**GIVEN DATA**
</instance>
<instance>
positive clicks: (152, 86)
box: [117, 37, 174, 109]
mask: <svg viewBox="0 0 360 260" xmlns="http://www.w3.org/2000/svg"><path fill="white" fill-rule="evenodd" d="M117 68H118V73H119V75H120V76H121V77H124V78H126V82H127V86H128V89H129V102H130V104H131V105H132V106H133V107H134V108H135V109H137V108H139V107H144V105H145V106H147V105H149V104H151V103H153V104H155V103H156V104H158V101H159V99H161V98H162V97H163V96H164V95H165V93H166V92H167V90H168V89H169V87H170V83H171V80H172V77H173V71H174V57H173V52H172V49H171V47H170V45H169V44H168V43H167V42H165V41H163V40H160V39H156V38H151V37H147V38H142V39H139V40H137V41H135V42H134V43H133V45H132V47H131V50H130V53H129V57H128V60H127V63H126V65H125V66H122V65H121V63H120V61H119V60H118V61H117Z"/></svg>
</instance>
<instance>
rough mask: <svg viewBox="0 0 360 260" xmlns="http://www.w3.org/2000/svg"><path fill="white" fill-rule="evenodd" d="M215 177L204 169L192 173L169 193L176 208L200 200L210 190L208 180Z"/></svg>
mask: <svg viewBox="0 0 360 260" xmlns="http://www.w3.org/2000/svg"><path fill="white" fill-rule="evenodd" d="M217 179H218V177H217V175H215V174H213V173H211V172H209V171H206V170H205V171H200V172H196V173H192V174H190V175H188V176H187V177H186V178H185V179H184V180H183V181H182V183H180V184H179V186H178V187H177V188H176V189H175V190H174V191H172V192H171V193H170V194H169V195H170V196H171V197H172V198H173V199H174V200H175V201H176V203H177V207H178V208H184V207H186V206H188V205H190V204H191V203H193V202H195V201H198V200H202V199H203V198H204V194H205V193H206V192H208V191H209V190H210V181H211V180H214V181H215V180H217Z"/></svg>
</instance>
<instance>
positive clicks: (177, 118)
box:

**JOB**
What is needed is an exact copy of all the records above.

**RESULT BELOW**
</instance>
<instance>
positive clicks: (152, 86)
box: [117, 37, 174, 109]
mask: <svg viewBox="0 0 360 260" xmlns="http://www.w3.org/2000/svg"><path fill="white" fill-rule="evenodd" d="M117 68H118V73H119V75H120V76H121V77H124V78H126V82H127V86H128V89H129V102H130V104H131V105H132V106H133V107H134V108H135V109H137V108H139V107H144V105H145V106H147V105H149V104H151V103H153V104H155V103H156V104H158V101H159V99H161V98H162V97H163V96H164V95H165V93H166V92H167V90H168V89H169V87H170V83H171V80H172V77H173V71H174V57H173V52H172V49H171V47H170V45H169V44H168V43H167V42H165V41H163V40H160V39H156V38H151V37H147V38H142V39H139V40H137V41H135V42H134V43H133V45H132V47H131V50H130V53H129V57H128V60H127V63H126V65H125V66H122V65H121V63H120V61H119V60H118V61H117Z"/></svg>
</instance>
<instance>
rough mask: <svg viewBox="0 0 360 260" xmlns="http://www.w3.org/2000/svg"><path fill="white" fill-rule="evenodd" d="M215 177L204 169L192 173L169 193L176 208L200 200L210 190L208 180Z"/></svg>
mask: <svg viewBox="0 0 360 260" xmlns="http://www.w3.org/2000/svg"><path fill="white" fill-rule="evenodd" d="M217 179H218V177H217V175H215V174H213V173H211V172H209V171H206V170H205V171H200V172H196V173H192V174H190V175H188V176H187V177H186V178H185V179H184V180H183V181H182V183H180V184H179V186H178V187H177V188H176V189H175V190H174V191H172V192H171V193H170V194H169V195H170V196H171V197H172V198H173V199H174V200H175V201H176V203H177V207H178V208H184V207H186V206H188V205H190V204H191V203H193V202H195V201H198V200H202V199H203V198H204V194H205V193H206V192H208V191H209V190H210V181H211V180H214V181H215V180H217Z"/></svg>
</instance>
<instance>
positive clicks: (177, 118)
box:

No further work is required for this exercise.